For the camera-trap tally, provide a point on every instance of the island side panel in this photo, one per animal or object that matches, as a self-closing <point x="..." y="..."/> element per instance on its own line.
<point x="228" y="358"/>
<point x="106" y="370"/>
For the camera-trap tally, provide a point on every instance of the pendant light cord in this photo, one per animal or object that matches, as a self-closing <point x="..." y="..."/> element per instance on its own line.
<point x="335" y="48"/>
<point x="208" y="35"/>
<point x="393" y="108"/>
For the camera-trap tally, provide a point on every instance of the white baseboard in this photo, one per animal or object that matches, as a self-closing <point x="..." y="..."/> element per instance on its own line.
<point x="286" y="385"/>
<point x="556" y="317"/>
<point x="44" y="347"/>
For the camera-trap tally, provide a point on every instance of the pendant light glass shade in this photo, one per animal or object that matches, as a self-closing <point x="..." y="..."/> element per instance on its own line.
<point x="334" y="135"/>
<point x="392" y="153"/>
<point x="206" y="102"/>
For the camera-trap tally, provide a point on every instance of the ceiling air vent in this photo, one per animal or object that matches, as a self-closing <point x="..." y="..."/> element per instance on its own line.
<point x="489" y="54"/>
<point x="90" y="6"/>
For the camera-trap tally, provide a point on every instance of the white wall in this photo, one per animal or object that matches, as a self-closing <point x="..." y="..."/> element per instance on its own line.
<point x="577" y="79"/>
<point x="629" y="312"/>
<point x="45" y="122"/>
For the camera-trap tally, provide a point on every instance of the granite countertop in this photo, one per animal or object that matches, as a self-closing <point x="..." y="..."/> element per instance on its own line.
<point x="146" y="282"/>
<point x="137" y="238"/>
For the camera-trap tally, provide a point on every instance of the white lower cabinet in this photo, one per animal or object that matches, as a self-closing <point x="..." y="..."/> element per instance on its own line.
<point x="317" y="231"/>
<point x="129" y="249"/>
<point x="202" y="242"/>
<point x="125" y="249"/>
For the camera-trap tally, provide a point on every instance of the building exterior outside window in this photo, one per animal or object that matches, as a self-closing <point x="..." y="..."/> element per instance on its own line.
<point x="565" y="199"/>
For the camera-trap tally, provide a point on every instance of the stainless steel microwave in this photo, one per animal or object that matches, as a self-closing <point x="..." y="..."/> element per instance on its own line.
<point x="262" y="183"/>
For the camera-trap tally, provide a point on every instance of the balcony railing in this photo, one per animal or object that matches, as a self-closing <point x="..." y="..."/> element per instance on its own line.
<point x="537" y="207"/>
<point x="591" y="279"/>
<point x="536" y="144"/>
----------------
* _WHAT TO WORK ON_
Once more, write out the records exactly as they are.

* _OUTPUT OF THE EXERCISE_
For the camera-trap tally, provide a point on every instance of the island side panel in this photo, one per animal or object that matches, as a self-closing <point x="..." y="..."/> element per instance on its own line.
<point x="228" y="358"/>
<point x="106" y="370"/>
For the camera-trap tally, provide a point on every instance of the pendant light cord in this photo, one per animal or object that matches, as a self-closing <point x="..." y="..."/> element per instance on its own line.
<point x="335" y="48"/>
<point x="208" y="35"/>
<point x="393" y="108"/>
For the camera-trap tally, provide a point on every instance of the white baseboard in this photo, one per animal or object that matches, as a self-closing <point x="..." y="..."/> element per instance on its own line.
<point x="286" y="385"/>
<point x="556" y="317"/>
<point x="44" y="347"/>
For the camera-trap tally, provide a point on every instance of the pendant light glass shade in this photo, one per animal or object that matches, as a self-closing <point x="..." y="..."/> element per instance on its own line.
<point x="334" y="135"/>
<point x="392" y="153"/>
<point x="206" y="102"/>
For the camera-trap tally, provide a point on every instance of the ceiling air vent in this photo, one per animal or object that matches, as a self-closing <point x="..." y="..."/> element per instance on its own line.
<point x="489" y="54"/>
<point x="90" y="6"/>
For the camera-trap tally, provide a point on every instance of the white wall in this photo, one per animal or object that matches, as a self-closing <point x="..." y="..."/> element per instance on its own line.
<point x="577" y="79"/>
<point x="629" y="312"/>
<point x="45" y="122"/>
For the camera-trap tally, provide a point on every instance of the granite countertop in this photo, one per animal or object that matches, as a self-closing <point x="..." y="..."/> element per instance on its own line.
<point x="146" y="282"/>
<point x="137" y="238"/>
For the camera-trap tally, provide a point on every instance of the white lower cabinet in this photo, one per animal or object that matches, as a self-closing <point x="..." y="..."/> element per instance on its own line.
<point x="317" y="231"/>
<point x="129" y="249"/>
<point x="202" y="242"/>
<point x="125" y="249"/>
For the camera-trap tally, provide a point on every instance of the building exterior outside window in this photo, one per animal or object that matches, as a self-closing <point x="..." y="..."/> element per instance on its own line.
<point x="565" y="199"/>
For the camera-trap tally, provide a point on every instance of the stainless steel microwave in this photo, one per animal or object that matches, as a self-closing <point x="..." y="..."/> element per instance on its own line.
<point x="262" y="183"/>
For the camera-trap tally, provide a point on every instance of the balcony railing in this photo, one per animal or object that matches, as a self-closing <point x="..." y="..."/> element per instance on its own line.
<point x="537" y="207"/>
<point x="591" y="279"/>
<point x="536" y="144"/>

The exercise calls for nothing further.